▶ YOUR ASSIGNMENT: Your answer must consist of every line from the data below that includes the word "desk".

▶ MATERIAL TO PROCESS:
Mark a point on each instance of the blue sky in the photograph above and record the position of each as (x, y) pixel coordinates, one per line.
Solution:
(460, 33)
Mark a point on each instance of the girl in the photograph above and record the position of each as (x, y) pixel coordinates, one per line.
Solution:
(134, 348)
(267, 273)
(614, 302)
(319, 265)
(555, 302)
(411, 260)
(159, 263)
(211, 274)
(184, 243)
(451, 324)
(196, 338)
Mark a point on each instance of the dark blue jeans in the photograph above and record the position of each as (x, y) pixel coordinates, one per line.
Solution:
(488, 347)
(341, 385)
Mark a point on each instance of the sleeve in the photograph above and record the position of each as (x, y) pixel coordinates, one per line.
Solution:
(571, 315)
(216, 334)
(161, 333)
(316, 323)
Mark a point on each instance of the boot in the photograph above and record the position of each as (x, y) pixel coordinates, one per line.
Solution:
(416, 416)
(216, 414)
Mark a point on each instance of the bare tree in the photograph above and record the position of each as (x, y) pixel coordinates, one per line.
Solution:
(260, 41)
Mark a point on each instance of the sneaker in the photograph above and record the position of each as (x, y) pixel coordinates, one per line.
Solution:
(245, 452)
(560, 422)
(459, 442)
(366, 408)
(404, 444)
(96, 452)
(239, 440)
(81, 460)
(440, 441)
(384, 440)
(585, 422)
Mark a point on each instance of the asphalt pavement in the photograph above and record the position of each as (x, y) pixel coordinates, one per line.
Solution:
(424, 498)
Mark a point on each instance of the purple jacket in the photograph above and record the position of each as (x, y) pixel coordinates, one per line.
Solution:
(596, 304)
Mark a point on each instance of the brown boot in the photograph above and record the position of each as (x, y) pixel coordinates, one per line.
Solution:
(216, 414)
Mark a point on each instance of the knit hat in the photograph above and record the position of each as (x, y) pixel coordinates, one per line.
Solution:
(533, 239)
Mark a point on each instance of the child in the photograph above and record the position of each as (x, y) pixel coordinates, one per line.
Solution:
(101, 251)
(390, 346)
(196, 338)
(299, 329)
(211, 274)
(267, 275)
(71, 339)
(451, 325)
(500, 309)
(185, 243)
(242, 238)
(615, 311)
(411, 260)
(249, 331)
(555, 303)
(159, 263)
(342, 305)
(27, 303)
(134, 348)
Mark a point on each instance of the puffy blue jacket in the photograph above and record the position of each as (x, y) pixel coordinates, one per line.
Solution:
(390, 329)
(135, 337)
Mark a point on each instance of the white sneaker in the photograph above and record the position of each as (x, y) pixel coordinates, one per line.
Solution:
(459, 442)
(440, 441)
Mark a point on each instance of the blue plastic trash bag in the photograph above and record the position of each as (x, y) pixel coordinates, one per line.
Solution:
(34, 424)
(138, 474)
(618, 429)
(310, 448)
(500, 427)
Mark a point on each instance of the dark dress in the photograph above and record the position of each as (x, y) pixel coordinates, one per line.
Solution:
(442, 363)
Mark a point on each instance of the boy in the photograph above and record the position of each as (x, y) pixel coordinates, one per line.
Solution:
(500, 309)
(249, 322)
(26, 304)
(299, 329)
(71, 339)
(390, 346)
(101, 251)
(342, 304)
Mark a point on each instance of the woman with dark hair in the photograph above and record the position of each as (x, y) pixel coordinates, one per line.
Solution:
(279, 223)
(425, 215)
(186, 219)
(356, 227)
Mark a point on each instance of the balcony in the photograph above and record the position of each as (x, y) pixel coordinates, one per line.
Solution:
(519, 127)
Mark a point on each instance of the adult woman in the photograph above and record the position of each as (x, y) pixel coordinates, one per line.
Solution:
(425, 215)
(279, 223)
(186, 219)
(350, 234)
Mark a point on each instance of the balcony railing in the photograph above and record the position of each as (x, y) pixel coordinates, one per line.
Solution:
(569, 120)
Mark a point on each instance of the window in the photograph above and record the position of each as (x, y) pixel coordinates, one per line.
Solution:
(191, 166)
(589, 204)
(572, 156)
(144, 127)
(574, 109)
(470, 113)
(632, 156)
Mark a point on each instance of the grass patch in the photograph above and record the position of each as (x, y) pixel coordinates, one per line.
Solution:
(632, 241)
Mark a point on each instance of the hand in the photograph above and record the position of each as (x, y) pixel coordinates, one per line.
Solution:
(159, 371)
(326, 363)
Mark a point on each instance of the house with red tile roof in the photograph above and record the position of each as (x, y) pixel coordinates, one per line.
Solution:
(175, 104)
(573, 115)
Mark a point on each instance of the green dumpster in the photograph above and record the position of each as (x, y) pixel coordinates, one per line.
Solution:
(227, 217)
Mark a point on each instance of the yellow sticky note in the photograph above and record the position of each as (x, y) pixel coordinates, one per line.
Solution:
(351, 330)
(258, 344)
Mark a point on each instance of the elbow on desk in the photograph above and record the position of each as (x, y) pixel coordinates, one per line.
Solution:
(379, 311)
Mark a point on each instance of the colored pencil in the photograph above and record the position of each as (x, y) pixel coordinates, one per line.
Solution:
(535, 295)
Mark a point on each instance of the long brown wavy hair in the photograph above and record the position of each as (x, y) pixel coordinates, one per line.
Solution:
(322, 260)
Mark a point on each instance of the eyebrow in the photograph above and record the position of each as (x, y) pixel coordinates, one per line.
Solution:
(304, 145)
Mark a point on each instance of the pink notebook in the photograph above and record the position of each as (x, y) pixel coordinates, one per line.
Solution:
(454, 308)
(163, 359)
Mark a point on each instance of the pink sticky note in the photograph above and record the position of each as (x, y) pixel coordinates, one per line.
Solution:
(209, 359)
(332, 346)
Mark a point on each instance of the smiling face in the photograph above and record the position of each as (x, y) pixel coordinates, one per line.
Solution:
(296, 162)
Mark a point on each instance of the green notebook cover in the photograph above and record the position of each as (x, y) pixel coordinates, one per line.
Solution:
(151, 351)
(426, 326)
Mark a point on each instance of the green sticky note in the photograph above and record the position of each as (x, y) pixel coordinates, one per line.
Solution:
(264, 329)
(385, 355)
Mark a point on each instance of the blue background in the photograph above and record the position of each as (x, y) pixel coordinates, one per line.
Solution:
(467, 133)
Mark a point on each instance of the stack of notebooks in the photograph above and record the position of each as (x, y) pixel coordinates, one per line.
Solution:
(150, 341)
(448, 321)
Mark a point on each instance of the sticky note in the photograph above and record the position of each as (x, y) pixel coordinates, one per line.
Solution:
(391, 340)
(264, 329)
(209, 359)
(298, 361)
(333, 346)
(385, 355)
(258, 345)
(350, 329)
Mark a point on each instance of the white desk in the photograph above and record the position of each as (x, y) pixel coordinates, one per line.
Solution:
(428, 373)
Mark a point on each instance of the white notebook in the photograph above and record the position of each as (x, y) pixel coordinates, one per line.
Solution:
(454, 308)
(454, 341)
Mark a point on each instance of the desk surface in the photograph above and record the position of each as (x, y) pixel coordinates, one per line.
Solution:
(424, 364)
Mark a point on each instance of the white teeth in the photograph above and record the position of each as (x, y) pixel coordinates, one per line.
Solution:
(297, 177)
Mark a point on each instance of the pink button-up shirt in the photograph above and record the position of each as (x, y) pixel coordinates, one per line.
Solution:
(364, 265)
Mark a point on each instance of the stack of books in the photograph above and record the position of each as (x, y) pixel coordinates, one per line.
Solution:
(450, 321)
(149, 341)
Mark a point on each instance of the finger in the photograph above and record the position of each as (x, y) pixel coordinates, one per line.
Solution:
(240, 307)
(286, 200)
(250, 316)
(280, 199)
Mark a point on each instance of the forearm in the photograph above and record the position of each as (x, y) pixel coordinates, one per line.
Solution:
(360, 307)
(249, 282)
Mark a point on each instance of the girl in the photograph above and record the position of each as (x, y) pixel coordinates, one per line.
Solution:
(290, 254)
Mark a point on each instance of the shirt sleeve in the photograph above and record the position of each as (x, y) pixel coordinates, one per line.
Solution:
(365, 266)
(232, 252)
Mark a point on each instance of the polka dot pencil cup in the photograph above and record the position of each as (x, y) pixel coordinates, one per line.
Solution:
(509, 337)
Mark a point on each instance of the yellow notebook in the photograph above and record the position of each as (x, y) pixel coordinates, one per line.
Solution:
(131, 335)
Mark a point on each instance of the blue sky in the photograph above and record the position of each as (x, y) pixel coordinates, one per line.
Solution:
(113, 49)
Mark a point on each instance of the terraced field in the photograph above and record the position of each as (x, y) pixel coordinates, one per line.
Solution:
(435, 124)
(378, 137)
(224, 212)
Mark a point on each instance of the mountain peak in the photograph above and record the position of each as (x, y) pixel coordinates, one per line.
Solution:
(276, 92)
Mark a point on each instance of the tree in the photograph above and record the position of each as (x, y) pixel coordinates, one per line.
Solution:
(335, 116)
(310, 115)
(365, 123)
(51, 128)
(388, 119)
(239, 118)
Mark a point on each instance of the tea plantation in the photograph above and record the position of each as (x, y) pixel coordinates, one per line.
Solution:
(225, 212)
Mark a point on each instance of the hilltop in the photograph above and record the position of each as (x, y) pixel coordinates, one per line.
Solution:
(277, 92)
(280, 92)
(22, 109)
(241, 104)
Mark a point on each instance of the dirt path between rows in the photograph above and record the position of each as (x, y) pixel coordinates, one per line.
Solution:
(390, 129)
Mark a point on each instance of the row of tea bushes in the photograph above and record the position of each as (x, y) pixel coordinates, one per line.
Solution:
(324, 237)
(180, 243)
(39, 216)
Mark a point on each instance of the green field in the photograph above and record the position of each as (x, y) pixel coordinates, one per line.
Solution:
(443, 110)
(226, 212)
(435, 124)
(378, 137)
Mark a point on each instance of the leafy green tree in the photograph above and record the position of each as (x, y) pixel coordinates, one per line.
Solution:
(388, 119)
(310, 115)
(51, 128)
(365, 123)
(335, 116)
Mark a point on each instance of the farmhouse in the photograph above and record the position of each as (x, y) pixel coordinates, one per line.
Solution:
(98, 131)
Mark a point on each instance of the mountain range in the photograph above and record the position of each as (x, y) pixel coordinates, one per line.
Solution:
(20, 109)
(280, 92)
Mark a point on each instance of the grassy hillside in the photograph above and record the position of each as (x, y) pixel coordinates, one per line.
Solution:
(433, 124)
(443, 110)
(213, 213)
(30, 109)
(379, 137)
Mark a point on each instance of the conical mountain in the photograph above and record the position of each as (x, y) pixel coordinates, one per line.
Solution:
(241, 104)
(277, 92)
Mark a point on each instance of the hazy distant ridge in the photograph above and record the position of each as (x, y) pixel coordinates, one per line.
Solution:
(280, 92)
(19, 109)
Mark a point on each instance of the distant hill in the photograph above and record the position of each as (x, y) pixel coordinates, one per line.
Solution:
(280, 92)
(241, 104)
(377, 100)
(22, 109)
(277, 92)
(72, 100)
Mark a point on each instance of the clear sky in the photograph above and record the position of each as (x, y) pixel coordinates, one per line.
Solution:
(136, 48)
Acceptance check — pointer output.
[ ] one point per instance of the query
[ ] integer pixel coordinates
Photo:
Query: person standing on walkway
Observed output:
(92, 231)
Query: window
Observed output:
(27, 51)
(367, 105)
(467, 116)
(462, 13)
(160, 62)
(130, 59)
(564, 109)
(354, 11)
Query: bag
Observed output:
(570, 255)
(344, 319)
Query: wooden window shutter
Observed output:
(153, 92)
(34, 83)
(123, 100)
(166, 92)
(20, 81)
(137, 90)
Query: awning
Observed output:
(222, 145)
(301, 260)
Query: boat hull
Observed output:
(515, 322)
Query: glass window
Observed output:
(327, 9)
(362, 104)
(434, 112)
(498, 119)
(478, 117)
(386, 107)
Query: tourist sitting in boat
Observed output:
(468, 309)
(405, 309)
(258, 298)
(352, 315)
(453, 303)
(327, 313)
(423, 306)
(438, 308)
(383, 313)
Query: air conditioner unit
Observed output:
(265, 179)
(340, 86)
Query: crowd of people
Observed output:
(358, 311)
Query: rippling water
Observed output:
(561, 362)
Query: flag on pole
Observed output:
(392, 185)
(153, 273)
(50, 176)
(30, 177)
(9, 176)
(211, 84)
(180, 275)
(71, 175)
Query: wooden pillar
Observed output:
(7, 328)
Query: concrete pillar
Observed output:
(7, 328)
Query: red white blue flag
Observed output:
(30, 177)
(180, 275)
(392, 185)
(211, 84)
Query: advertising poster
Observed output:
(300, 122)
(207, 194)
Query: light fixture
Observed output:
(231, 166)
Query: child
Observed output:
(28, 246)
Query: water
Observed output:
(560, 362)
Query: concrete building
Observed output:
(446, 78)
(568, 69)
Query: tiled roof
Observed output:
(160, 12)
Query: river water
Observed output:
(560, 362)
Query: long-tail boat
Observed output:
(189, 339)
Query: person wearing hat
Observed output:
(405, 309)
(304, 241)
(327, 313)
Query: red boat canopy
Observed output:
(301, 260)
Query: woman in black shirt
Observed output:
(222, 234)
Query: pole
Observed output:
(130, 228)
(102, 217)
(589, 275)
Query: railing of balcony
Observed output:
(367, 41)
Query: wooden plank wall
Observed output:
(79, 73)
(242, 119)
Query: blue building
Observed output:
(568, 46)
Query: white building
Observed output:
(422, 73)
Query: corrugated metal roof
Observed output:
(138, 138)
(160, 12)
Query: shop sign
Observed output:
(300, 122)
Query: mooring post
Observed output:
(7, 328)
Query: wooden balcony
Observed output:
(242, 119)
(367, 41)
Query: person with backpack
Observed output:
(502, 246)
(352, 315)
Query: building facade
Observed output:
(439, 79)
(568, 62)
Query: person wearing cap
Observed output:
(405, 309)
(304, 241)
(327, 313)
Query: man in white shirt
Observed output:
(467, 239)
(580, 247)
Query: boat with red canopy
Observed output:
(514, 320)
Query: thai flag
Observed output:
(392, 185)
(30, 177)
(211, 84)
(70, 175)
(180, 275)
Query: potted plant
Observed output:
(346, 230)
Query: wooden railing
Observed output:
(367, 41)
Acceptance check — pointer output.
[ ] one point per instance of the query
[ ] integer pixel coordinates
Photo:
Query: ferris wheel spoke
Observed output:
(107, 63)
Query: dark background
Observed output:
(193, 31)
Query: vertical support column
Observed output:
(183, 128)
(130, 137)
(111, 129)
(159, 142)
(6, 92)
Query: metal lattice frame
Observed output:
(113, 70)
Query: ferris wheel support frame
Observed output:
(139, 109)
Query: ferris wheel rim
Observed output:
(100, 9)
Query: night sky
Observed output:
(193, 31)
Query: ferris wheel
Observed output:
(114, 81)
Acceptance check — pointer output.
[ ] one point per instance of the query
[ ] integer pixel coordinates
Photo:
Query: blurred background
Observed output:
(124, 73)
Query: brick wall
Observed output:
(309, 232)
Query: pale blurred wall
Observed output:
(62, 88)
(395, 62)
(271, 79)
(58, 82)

▶ RESULT FOR THIS TASK:
Mark a point on each instance of the elbow on desk in the photograph above and record the position of each as (x, y) pixel coordinates, one per line.
Mark a point on each instance of the white desk in the photograph above and record the position of each as (x, y) pixel coordinates, one per line.
Mark a point on each instance of the desk surface in the photograph above and record the position of each as (x, y) pixel coordinates, one per line.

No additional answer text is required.